> WHAT IS REQUIRED
Reproduce the entire listing below word for word, omitting the pictures.

> RECORD SET

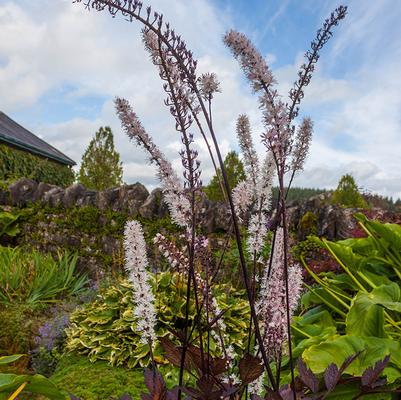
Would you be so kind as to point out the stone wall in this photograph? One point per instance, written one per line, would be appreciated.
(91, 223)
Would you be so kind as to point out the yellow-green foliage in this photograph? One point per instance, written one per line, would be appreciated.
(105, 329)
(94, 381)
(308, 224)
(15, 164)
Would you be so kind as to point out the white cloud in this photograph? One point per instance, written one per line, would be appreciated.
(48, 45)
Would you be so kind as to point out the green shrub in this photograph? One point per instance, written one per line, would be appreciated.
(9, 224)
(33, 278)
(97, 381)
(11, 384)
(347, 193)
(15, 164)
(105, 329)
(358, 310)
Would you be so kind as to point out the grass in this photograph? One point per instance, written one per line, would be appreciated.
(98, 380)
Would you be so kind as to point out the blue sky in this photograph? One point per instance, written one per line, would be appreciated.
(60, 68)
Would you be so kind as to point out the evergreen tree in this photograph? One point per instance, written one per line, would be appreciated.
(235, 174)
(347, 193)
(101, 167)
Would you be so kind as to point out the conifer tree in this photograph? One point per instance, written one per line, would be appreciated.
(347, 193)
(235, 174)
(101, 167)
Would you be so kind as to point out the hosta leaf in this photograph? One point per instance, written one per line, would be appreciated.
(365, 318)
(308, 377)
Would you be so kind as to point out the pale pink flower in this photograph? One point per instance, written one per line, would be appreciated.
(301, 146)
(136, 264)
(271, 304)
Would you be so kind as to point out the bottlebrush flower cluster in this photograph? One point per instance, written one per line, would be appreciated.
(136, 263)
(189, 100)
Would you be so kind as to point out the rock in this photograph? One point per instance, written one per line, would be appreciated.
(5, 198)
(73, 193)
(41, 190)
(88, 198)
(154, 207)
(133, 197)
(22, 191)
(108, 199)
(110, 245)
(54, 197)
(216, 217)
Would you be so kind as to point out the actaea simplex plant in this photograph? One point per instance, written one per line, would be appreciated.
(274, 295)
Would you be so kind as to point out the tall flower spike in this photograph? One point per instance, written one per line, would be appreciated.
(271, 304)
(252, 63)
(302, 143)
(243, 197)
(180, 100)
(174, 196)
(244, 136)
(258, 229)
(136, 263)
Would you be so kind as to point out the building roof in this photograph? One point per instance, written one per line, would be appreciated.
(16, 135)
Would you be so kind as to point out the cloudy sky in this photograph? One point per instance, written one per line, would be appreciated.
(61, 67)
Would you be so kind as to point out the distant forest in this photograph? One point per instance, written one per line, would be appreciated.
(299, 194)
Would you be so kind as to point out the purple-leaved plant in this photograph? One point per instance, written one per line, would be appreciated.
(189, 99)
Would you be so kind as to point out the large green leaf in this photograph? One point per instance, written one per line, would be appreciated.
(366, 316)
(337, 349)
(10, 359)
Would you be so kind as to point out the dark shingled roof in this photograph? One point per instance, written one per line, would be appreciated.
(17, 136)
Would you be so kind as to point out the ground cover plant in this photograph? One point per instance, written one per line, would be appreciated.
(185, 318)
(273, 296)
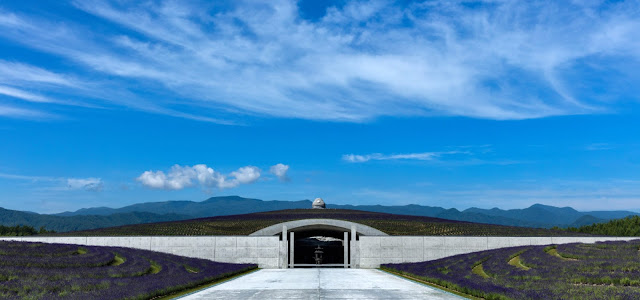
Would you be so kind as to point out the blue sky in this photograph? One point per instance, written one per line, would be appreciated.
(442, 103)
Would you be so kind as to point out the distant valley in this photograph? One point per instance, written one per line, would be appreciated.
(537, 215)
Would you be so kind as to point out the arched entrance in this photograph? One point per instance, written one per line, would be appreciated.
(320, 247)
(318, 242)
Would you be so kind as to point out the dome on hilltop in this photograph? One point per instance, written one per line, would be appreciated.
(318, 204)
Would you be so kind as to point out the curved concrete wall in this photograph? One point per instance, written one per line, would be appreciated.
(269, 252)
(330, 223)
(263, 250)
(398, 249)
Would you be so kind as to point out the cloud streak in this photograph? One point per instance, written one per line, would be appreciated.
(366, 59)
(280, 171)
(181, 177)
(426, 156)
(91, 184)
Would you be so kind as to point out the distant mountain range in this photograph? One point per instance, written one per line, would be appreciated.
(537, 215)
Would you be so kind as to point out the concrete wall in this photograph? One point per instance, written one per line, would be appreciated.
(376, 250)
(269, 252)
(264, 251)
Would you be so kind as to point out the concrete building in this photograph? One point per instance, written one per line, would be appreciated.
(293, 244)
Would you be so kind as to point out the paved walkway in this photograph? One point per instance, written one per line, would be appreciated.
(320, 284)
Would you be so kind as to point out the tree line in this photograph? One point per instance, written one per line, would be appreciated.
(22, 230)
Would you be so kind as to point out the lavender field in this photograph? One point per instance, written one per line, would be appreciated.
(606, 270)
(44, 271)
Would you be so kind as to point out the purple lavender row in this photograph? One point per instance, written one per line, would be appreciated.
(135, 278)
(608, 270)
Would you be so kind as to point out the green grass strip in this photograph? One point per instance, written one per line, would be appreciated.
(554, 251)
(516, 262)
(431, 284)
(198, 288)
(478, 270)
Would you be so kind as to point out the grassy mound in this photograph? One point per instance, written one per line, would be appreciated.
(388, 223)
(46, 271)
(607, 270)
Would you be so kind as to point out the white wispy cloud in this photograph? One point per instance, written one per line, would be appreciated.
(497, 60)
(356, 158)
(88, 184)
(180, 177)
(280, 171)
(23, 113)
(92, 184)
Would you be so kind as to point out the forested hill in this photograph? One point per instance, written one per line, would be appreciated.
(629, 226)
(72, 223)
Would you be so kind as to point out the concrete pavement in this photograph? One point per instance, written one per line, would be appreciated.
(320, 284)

> TASK ANSWER
Would you be so kind as to point out the stone wall in this photograph? One point per instance, written one per line, would be appreciated.
(91, 223)
Would you be so kind as to point out the yellow-green foliage in this photograph? One point per instance, written one per line, would be appreciated.
(105, 329)
(94, 381)
(308, 224)
(15, 164)
Would you be so kind as to point out the white cloud in this photograph? One point per instance, written one per line, would be appreciated.
(48, 45)
Would you be so kind as to point out the green shrub in this photograph? One point per instance, written one per line, would be appreciated.
(9, 224)
(33, 278)
(97, 381)
(11, 384)
(347, 193)
(15, 164)
(105, 329)
(358, 310)
Would you be so kind as to point out the grass in this photograph? One point per instance, written one per line, would be appreciated.
(98, 380)
Would you be so kind as to point out the blue sky in this photograph? One point per instance, written one per line, would be appreciated.
(60, 68)
Would you be so kind as to point out the evergreen tree in this photograph? One point per instance, written one per line, would be appreciated.
(235, 174)
(347, 193)
(101, 167)
Would you be so kind as to point out the conifer tree in this photograph? One point per instance, written one per line, would be appreciated.
(347, 193)
(235, 174)
(101, 167)
Would you be so kind as to point out the hosta leaf in this photograph? One point per instance, written one per line, would be appreciated.
(365, 318)
(308, 377)
Would you be so kind as to point out the pale pink flower in this photograph? One point per instance, written one per line, would be appreciated.
(301, 146)
(136, 264)
(271, 304)
Would you be so kind as to point out the bottlebrush flower cluster in this photograph? One point per instance, written one per line, would be appreciated.
(136, 263)
(189, 100)
Would you be so kind as to point out the rock in this photograph? One point per instance, written one per line, would be appreciated.
(5, 198)
(73, 193)
(41, 190)
(88, 198)
(154, 207)
(133, 197)
(22, 191)
(108, 199)
(110, 245)
(54, 197)
(216, 217)
Would you be so kind as to point out the actaea simplex plant in this photograph? One point per instance, written one per line, would be appreciated.
(274, 295)
Would you be so kind as to point out the tall flower spike in this photograph? One point per instance, written one per line, would be appreciated.
(271, 304)
(252, 63)
(302, 143)
(243, 197)
(180, 100)
(174, 196)
(244, 136)
(258, 229)
(136, 263)
Would you be so kind as to point out the building roof in this photograph? One point per instance, written one per line, would be appreciated.
(16, 135)
Would you be so kind as to point out the cloudy sky in this photograph? One point per instance, written one per line, would be appreciated.
(61, 67)
Would you be so kind as to point out the distant forest in this photograph? One point per instance, written one per line, would be appreciated.
(299, 194)
Would you be so kind as to point out the purple-leaved plant in this photograph? One point per instance, written one per line, would be appreciated.
(189, 99)
Would you be so kind as to point out the large green leaf in this photograph? One point per instance, written one per line, would be appreciated.
(366, 316)
(337, 349)
(10, 359)
Would you be so kind as to point out the dark shingled roof in this photograph? One point per instance, written one per line, would be appreciated.
(17, 136)
Would you be so kind as to point out the ground cover plant in this photograph? One point per instance, written one per line, would be appreciated.
(185, 318)
(273, 296)
Would you be so kind as to point out the blue sky in this photograph? One point per instance, written one per line, would be appreciated.
(442, 103)
Would you be so kind as to point out the distant valley in this photograph? One point per instance, written one per line, would be appreciated.
(537, 215)
Would you be so kind as to point out the arched entrance in this photograph? One point per instance, written one per line, would be appreciated.
(320, 247)
(318, 242)
Would you be so kind as to point out the dome on hilltop in this photograph? One point per instance, written one per line, would be appreciated.
(318, 204)
Would you be so kind as to point out the curved concrete wall in this photograph? One point per instance, written one per line, would be appreciated.
(269, 252)
(330, 223)
(263, 250)
(398, 249)
Would you be so kind as to point out the cloud streak in this photograph? One point per instance, written one per line, would be appreciated.
(366, 59)
(280, 171)
(181, 177)
(426, 156)
(91, 184)
Would you be so kind as to point out the distant mountain range in this photograph? One point per instance, written one per line, would be appreciated.
(537, 215)
Would you be so kind as to point out the concrete wall in this photograph? One point per instance, written one per line, would be appreciated.
(376, 250)
(269, 252)
(264, 251)
Would you be so kind as to point out the concrete building in this photograph? One point per instance, written one per line, would be appreciated.
(293, 244)
Would you be so kind as to point out the paved walkway in this photograph? One point per instance, written one per line, would be appreciated.
(320, 284)
Would you be so kind as to point out the tree line in this photograph? One point per instance, written one per line, would be appreciated.
(22, 230)
Would you be so kind as to point out the lavender field in this photograph? One point per instance, written one per line, would be appreciated.
(606, 270)
(44, 271)
Would you be so kind as to point out the purple lavender row in this photograph? One point per instance, written one per line, would be appreciated.
(135, 278)
(608, 270)
Would you be so kind as to point out the green grass strip in this photograph? One point per instance, written one per line, would be appreciated.
(554, 251)
(516, 262)
(431, 284)
(198, 288)
(478, 270)
Would you be so kind as to point out the grassy mound in this photograph? One point per instance, written one per line, would be appreciated.
(388, 223)
(46, 271)
(607, 270)
Would you be so kind as to point out the white wispy cloud in this photograph? One point per instance, written one per line, would be appreciated.
(497, 60)
(356, 158)
(88, 184)
(180, 177)
(280, 171)
(23, 113)
(92, 184)
Would you be so kind as to point out the forested hill in this photograph? One point per instance, written one per line, would be appreciated.
(629, 226)
(72, 223)
Would you be so kind as to point out the concrete pavement in this photograph? One point per instance, written one per line, would be appreciated.
(320, 284)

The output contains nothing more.